> [Do this]
Add 109 to every coordinate in the answer outlines and write out everything from the start of the material down to the line containing "318 137 L 324", both ends included, with the requests and their format samples left unchanged.

====

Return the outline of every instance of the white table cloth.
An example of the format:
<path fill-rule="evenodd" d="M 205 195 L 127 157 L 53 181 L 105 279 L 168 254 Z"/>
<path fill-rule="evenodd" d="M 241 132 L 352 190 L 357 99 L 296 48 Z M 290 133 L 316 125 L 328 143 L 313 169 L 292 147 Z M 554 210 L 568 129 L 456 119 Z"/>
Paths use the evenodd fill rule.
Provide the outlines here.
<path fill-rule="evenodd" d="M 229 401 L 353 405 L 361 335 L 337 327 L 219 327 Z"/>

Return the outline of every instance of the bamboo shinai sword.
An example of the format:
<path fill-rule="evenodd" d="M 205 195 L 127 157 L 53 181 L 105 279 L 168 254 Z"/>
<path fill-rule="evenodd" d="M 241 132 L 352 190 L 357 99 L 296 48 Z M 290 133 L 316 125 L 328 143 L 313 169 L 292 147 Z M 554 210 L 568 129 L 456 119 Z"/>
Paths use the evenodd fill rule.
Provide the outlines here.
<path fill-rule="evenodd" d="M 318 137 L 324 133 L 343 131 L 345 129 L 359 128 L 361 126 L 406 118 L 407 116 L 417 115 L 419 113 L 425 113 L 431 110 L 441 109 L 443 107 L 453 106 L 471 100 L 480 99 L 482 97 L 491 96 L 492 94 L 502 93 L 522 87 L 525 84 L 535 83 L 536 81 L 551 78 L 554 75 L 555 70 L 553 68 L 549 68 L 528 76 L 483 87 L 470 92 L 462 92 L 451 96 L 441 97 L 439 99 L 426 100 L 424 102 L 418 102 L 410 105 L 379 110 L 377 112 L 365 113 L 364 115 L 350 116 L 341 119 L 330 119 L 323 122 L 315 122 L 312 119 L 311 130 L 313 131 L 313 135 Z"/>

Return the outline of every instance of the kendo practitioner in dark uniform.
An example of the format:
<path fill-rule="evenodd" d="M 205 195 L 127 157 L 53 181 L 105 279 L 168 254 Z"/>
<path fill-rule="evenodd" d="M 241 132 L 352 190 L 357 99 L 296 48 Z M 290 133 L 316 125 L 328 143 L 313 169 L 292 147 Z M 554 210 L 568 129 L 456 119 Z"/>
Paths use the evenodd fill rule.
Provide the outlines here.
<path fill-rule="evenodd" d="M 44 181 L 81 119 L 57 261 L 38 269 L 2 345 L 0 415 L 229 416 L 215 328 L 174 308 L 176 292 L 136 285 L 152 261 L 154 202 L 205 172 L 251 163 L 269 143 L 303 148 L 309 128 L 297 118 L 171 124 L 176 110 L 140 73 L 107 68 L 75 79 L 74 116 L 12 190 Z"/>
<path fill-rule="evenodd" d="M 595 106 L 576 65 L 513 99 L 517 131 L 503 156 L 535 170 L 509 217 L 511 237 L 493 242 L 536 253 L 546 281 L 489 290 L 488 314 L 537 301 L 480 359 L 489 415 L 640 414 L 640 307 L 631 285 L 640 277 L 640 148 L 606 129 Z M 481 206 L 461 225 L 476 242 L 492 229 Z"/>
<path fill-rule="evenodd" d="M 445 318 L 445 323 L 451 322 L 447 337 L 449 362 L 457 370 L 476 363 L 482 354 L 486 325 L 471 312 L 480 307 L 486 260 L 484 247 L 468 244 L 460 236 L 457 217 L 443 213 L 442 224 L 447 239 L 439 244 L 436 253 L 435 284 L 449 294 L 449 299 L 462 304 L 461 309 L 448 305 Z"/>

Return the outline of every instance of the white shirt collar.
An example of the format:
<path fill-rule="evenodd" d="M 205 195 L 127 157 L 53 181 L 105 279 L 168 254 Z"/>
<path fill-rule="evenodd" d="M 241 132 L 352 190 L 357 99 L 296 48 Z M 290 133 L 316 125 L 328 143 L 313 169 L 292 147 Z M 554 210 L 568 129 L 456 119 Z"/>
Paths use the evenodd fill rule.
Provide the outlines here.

====

> [Answer to this problem]
Return the outline of every instance of the white table cloth.
An example of the format:
<path fill-rule="evenodd" d="M 205 195 L 127 157 L 53 181 L 105 279 L 168 254 Z"/>
<path fill-rule="evenodd" d="M 241 132 L 352 190 L 357 99 L 296 48 Z M 290 133 L 316 125 L 328 143 L 313 169 L 292 147 Z M 554 210 L 568 129 L 456 119 Z"/>
Paths use the evenodd fill rule.
Provide the outlines here.
<path fill-rule="evenodd" d="M 338 510 L 462 514 L 470 444 L 446 436 L 328 436 Z"/>

Return the outline of every instance of the bamboo shinai sword.
An example of the format:
<path fill-rule="evenodd" d="M 205 195 L 127 157 L 53 181 L 105 279 L 168 254 Z"/>
<path fill-rule="evenodd" d="M 241 132 L 352 190 L 357 99 L 296 48 Z M 290 133 L 316 125 L 328 143 L 313 169 L 292 147 Z M 554 210 L 568 129 L 456 119 Z"/>
Paths use the evenodd fill rule.
Provide the outlines here.
<path fill-rule="evenodd" d="M 427 246 L 433 242 L 452 240 L 454 238 L 468 237 L 470 235 L 515 227 L 516 225 L 526 224 L 528 222 L 534 222 L 540 219 L 550 218 L 552 216 L 562 215 L 580 209 L 589 208 L 591 206 L 600 205 L 601 203 L 611 202 L 631 196 L 634 193 L 644 192 L 645 190 L 660 187 L 663 184 L 664 179 L 662 177 L 658 177 L 637 185 L 592 196 L 579 201 L 571 201 L 560 205 L 550 206 L 548 208 L 535 209 L 533 211 L 527 211 L 519 214 L 488 219 L 486 221 L 474 222 L 473 224 L 459 225 L 450 228 L 439 228 L 432 231 L 424 231 L 421 228 L 420 239 L 422 240 L 422 244 Z"/>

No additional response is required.